THE DATA
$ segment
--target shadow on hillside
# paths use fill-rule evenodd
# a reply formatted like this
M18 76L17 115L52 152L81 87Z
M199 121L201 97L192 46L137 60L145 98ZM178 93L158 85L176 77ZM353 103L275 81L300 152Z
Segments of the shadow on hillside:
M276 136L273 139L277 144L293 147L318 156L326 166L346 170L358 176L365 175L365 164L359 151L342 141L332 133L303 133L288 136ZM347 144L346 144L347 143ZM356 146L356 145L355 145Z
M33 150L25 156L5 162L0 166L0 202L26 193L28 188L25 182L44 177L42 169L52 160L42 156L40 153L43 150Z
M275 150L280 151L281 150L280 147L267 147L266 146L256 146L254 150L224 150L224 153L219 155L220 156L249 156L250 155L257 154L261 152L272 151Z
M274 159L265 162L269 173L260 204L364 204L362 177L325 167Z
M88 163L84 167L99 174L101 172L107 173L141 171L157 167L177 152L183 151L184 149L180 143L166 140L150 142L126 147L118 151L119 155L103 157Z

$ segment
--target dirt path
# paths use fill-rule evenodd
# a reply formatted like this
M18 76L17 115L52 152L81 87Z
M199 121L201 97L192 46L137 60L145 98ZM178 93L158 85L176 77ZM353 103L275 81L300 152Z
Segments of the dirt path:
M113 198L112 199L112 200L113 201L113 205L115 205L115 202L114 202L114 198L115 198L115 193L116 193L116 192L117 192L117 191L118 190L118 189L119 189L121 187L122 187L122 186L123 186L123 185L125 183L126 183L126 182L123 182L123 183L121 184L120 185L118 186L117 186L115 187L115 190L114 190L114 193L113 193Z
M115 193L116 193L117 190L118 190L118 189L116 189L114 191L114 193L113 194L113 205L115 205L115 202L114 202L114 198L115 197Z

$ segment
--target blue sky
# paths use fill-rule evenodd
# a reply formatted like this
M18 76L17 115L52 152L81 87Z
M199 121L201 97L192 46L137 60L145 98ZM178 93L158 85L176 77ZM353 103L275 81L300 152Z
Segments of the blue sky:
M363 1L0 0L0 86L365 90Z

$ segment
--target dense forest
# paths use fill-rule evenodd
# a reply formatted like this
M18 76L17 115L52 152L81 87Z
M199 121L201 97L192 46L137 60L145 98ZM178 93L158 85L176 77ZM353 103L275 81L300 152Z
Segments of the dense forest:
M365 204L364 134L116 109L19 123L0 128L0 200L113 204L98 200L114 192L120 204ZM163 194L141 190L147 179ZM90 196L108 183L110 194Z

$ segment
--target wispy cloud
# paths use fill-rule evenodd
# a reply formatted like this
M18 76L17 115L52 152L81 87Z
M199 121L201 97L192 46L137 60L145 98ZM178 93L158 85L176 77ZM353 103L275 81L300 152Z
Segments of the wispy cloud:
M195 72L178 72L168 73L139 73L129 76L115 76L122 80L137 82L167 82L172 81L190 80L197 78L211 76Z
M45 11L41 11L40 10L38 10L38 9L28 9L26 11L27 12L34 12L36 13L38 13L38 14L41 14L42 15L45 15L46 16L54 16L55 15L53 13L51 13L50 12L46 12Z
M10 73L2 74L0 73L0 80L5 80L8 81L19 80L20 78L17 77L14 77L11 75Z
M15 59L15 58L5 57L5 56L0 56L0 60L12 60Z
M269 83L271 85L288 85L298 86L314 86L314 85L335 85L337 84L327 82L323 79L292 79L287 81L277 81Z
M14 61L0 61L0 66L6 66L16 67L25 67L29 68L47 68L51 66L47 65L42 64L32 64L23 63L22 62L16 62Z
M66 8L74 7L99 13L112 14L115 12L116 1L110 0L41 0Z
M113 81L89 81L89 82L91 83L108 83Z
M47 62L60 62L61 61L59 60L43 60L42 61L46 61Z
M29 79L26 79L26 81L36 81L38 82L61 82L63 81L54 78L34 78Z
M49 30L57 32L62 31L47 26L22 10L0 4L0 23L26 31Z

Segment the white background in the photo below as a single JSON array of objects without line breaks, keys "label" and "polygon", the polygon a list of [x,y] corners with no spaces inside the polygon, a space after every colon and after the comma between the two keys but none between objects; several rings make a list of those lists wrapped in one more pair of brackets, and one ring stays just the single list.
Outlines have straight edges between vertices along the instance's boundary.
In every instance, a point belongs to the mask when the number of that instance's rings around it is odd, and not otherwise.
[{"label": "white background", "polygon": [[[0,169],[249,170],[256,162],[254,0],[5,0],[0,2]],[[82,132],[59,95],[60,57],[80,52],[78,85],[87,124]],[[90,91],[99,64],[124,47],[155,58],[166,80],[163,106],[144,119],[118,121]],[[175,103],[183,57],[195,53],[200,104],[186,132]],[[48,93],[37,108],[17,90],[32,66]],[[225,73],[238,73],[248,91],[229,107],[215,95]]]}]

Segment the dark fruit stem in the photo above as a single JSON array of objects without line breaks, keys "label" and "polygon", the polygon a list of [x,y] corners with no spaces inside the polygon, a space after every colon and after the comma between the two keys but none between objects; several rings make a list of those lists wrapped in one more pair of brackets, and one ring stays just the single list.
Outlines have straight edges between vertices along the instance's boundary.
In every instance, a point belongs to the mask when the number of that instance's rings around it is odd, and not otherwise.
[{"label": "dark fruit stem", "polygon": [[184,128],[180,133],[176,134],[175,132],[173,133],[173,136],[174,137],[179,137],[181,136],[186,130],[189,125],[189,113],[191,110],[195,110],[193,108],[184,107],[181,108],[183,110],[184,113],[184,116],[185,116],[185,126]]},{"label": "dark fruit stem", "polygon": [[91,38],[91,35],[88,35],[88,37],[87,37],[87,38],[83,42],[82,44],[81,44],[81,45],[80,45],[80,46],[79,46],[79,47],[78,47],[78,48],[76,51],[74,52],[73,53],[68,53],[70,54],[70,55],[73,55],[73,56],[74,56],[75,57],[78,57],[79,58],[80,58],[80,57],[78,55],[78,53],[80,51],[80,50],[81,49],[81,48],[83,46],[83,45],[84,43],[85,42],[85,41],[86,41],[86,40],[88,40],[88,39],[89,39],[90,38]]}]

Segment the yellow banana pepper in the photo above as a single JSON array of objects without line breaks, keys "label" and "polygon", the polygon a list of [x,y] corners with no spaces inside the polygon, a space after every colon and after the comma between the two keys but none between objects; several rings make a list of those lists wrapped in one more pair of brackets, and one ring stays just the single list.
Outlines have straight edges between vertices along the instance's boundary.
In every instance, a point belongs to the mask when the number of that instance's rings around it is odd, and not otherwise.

GOAL
Can you reproduce the listing above, swapping "dirt path" for "gravel trail" wherever it occurs and leaving everything else unchanged?

RESULT OF THE EXERCISE
$ segment
--target shadow on hillside
# paths use fill-rule evenodd
# a reply formatted like this
M18 76L17 115L52 152L81 87Z
M199 121L201 97L192 46L137 60L145 98ZM178 93L158 85L176 77ZM353 103L275 81L300 152Z
Segments of the shadow on hillside:
M276 136L273 139L277 144L293 147L318 156L326 166L346 170L358 176L365 175L365 164L359 151L342 141L332 133L303 133L288 136ZM347 144L346 144L347 143ZM356 146L356 145L355 145Z
M33 150L25 156L5 162L0 166L0 202L26 193L28 188L25 182L44 177L42 169L52 160L42 156L40 153L43 150Z
M275 150L280 151L281 150L280 147L267 147L266 146L256 146L254 150L224 150L224 153L219 155L220 156L249 156L250 155L257 154L261 152L272 151Z
M274 159L265 162L269 173L260 204L364 204L362 177L325 167Z
M88 163L84 167L99 174L101 172L107 173L141 171L157 167L177 152L183 151L184 149L180 143L166 140L150 142L126 147L118 151L119 155L103 157Z

$ segment
--target gravel trail
# paths use fill-rule evenodd
# a reply formatted like this
M18 76L17 115L52 152L81 87Z
M199 121L201 97L192 46L137 60L145 98ZM178 93L158 85L176 77ZM353 103L275 81L300 152Z
Segments of the gravel trail:
M113 198L112 199L112 200L113 201L113 205L115 205L115 202L114 202L114 198L115 198L115 193L116 193L116 192L117 192L117 191L118 190L118 189L119 189L121 187L122 187L122 186L123 186L123 185L125 183L126 183L126 182L123 182L123 183L121 184L120 185L118 186L117 186L115 187L115 190L114 190L114 193L113 193Z
M115 193L116 193L117 190L118 190L118 189L116 189L114 191L114 193L113 194L113 205L115 205L115 202L114 202L114 198L115 197Z

$ segment
--target blue sky
# paths use fill-rule evenodd
# a reply formatted like this
M18 76L17 115L52 152L81 87Z
M199 121L201 97L192 46L137 60L145 98ZM178 93L158 85L176 77ZM353 103L275 81L300 152Z
Segments of the blue sky:
M363 1L0 0L0 86L365 90Z

$ segment
--target dense forest
# paths use fill-rule evenodd
# a reply formatted like this
M18 76L17 115L52 152L81 87Z
M199 121L201 97L192 46L137 60L145 98ZM178 93L158 85L176 77ZM353 103L275 81L300 152Z
Segments of the dense forest:
M365 204L364 134L116 109L19 123L0 128L0 200L113 204L98 200L114 192L120 204ZM163 194L141 190L147 179ZM90 196L108 183L110 194Z

$ segment
--target wispy cloud
# paths use fill-rule evenodd
# a reply formatted like this
M18 76L17 115L52 152L81 87Z
M199 121L201 97L192 46L137 60L145 98ZM178 93L158 85L176 77ZM353 103L275 81L300 152Z
Segments of the wispy cloud:
M195 72L178 72L168 73L139 73L129 76L115 76L122 80L137 82L167 82L172 81L190 80L197 78L211 76Z
M45 11L41 11L40 10L38 10L38 9L28 9L26 11L27 12L34 12L36 13L38 13L38 14L41 14L42 15L45 15L46 16L54 16L55 15L53 13L51 13L50 12L46 12Z
M10 73L2 74L0 73L0 80L5 80L8 81L19 80L20 78L17 77L14 77L11 75Z
M15 59L15 58L5 57L5 56L0 56L0 60L12 60Z
M269 83L271 85L288 85L298 86L314 86L314 85L335 85L337 84L327 82L323 79L292 79L287 81L277 81Z
M14 61L0 61L0 66L6 66L16 67L25 67L29 68L47 68L51 66L47 65L42 64L32 64L23 63L22 62L16 62Z
M66 8L74 7L99 13L112 14L115 12L116 1L110 0L41 0Z
M113 81L89 81L89 82L91 83L108 83Z
M47 62L60 62L61 61L59 60L43 60L42 61L46 61Z
M29 79L26 79L26 81L36 81L38 82L61 82L63 81L54 78L34 78Z
M49 30L57 32L62 31L47 26L22 10L0 4L0 23L26 31Z

Segment the white background in the photo below as a single JSON array of objects without line breaks, keys "label" and "polygon", the polygon a list of [x,y] corners with no spaces inside the polygon, a space after every colon and after the comma between the two keys but none between objects; several rings make a list of those lists wrapped in one more pair of brackets, and one ring stays just the single list.
Outlines have straight edges between vertices along the instance's boundary.
In every instance, a point belongs to the mask when the number of that instance's rings around it is odd, and not otherwise.
[{"label": "white background", "polygon": [[[0,169],[249,170],[256,162],[254,0],[5,0],[0,2]],[[82,132],[59,95],[60,57],[80,52],[78,85],[87,124]],[[90,91],[99,64],[124,47],[155,58],[166,80],[163,106],[144,119],[118,121]],[[175,103],[183,57],[195,53],[200,104],[186,132]],[[48,93],[37,108],[17,90],[32,66]],[[225,73],[238,73],[248,91],[229,107],[215,95]]]}]

Segment the dark fruit stem in the photo above as a single JSON array of objects without line breaks, keys "label" and "polygon", the polygon a list of [x,y] corners with no spaces inside the polygon, a space after every colon and after the comma between the two keys but none between objects; several rings make a list of those lists wrapped in one more pair of brackets, and one ring stays just the single list.
Outlines have straight edges between vertices along the instance's boundary.
In every instance, a point belongs to the mask when the number of that instance's rings around it is odd, and not otherwise.
[{"label": "dark fruit stem", "polygon": [[184,128],[180,133],[176,134],[175,132],[173,133],[173,136],[174,137],[179,137],[181,136],[186,130],[189,125],[189,113],[191,110],[195,110],[193,108],[184,107],[181,108],[183,110],[184,113],[184,116],[185,116],[185,126]]},{"label": "dark fruit stem", "polygon": [[91,38],[91,35],[88,35],[88,37],[87,37],[87,38],[83,42],[82,44],[81,44],[81,45],[80,45],[80,46],[79,46],[79,47],[78,47],[78,48],[76,51],[74,52],[73,53],[68,53],[70,54],[70,55],[73,55],[73,56],[74,56],[75,57],[78,57],[79,58],[80,58],[80,57],[78,55],[78,53],[80,51],[80,50],[81,49],[81,48],[83,46],[83,45],[84,43],[85,42],[85,41],[86,41],[86,40],[88,40],[88,39],[89,39],[90,38]]}]

Segment the yellow banana pepper in the photo above as a single JSON array of objects without line breaks, keys "label" and "polygon", the polygon a list of [x,y] corners with no spaces inside the polygon, a space after every colon and after the comma between the two keys but none between objects; several rings make a list of those lists wrapped in one more pair of brackets, and one ring stays just the single list.
Outlines have straight edges between vertices along the instance's boundary.
In every instance, a point belongs to the mask when the number of that instance's rings around it is odd, and not otherwise.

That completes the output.